(Point-per-instance localization data)
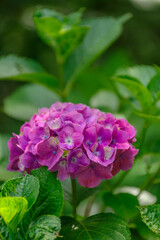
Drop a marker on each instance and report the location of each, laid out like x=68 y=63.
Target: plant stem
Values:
x=11 y=235
x=89 y=205
x=140 y=147
x=1 y=237
x=149 y=182
x=74 y=197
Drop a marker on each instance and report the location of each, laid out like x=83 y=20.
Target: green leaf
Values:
x=26 y=70
x=104 y=226
x=102 y=33
x=12 y=210
x=151 y=217
x=44 y=228
x=26 y=100
x=27 y=187
x=143 y=73
x=154 y=86
x=60 y=32
x=50 y=199
x=4 y=153
x=82 y=193
x=140 y=92
x=124 y=204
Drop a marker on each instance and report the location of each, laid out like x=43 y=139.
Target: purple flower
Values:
x=124 y=159
x=38 y=134
x=77 y=159
x=28 y=161
x=119 y=139
x=69 y=138
x=61 y=167
x=74 y=140
x=49 y=152
x=15 y=152
x=92 y=175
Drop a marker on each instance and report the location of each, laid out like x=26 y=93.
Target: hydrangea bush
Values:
x=79 y=143
x=76 y=141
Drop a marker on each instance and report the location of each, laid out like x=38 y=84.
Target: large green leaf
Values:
x=124 y=204
x=141 y=93
x=154 y=86
x=63 y=33
x=27 y=187
x=102 y=33
x=26 y=100
x=12 y=210
x=50 y=199
x=3 y=229
x=143 y=73
x=151 y=217
x=26 y=70
x=105 y=226
x=44 y=228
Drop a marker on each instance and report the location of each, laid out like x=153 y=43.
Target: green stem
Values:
x=89 y=205
x=11 y=235
x=60 y=64
x=74 y=197
x=1 y=237
x=140 y=147
x=149 y=182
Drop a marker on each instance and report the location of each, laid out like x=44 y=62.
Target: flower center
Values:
x=62 y=163
x=98 y=139
x=73 y=160
x=88 y=143
x=96 y=153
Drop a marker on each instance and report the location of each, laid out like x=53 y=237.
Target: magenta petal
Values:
x=77 y=159
x=104 y=136
x=27 y=159
x=90 y=137
x=38 y=134
x=55 y=124
x=49 y=153
x=15 y=149
x=61 y=167
x=126 y=158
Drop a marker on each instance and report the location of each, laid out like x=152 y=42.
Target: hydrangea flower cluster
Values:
x=74 y=140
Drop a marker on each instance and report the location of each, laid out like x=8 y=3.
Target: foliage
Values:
x=31 y=205
x=24 y=210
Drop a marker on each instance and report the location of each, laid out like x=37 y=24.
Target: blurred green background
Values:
x=138 y=44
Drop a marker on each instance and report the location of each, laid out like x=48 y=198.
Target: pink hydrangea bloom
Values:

• ACTION ITEM:
Give every line above again exactly, with no pictures.

• EXPECTED OUTPUT:
Drop a marker on each instance and report the location of each, laid out like x=68 y=63.
Target: plant stem
Values:
x=11 y=235
x=89 y=205
x=140 y=147
x=1 y=237
x=149 y=182
x=74 y=197
Drop a marker on each instance and report the location of each, laid out like x=83 y=20.
Target: green leaf
Values:
x=26 y=70
x=104 y=226
x=102 y=33
x=12 y=210
x=151 y=217
x=44 y=228
x=26 y=100
x=27 y=187
x=143 y=73
x=154 y=86
x=60 y=32
x=50 y=199
x=4 y=153
x=82 y=193
x=140 y=92
x=124 y=204
Drop a marker on each instance and report the location of each, laid out like x=43 y=139.
Target: purple flower
Values:
x=124 y=159
x=38 y=134
x=77 y=159
x=28 y=161
x=119 y=139
x=69 y=138
x=61 y=167
x=74 y=140
x=49 y=152
x=15 y=152
x=92 y=175
Drop a marker on each instance and report the location of each, laid out like x=26 y=93.
Target: hydrangea bush
Values:
x=79 y=143
x=76 y=141
Drop a marker on each instance and report the location of each, laid out like x=38 y=84.
Target: large green leaf
Values:
x=124 y=204
x=141 y=93
x=154 y=86
x=63 y=33
x=27 y=187
x=102 y=33
x=26 y=100
x=12 y=210
x=50 y=199
x=3 y=229
x=143 y=73
x=151 y=217
x=26 y=70
x=105 y=226
x=44 y=228
Drop a marker on each instance and report the location of each, laid out like x=153 y=43.
Target: green stem
Values:
x=89 y=205
x=11 y=235
x=60 y=64
x=74 y=197
x=1 y=237
x=140 y=147
x=149 y=182
Drop a marker on each instance and report the location of each, laid out like x=44 y=62.
Target: flower center
Values:
x=62 y=163
x=98 y=139
x=73 y=160
x=88 y=143
x=96 y=153
Drop a marker on each instance and report the location of each, laid out like x=53 y=237.
Target: magenta petal
Values:
x=77 y=159
x=104 y=136
x=27 y=159
x=90 y=137
x=38 y=134
x=55 y=124
x=49 y=153
x=15 y=149
x=61 y=167
x=126 y=158
Drop a marker on each instance and report the location of each, laid out like x=152 y=42.
Target: hydrangea flower cluster
Values:
x=74 y=140
Drop a marker on each instance and report the location of each, laid out like x=8 y=3.
Target: foliage
Values:
x=31 y=205
x=24 y=210
Drop a marker on each instance and report the location of each, laid out like x=37 y=24.
Target: blurred green background
Values:
x=138 y=44
Drop a marker on each instance and report the location of each, laid out like x=48 y=198.
Target: pink hydrangea bloom
Values:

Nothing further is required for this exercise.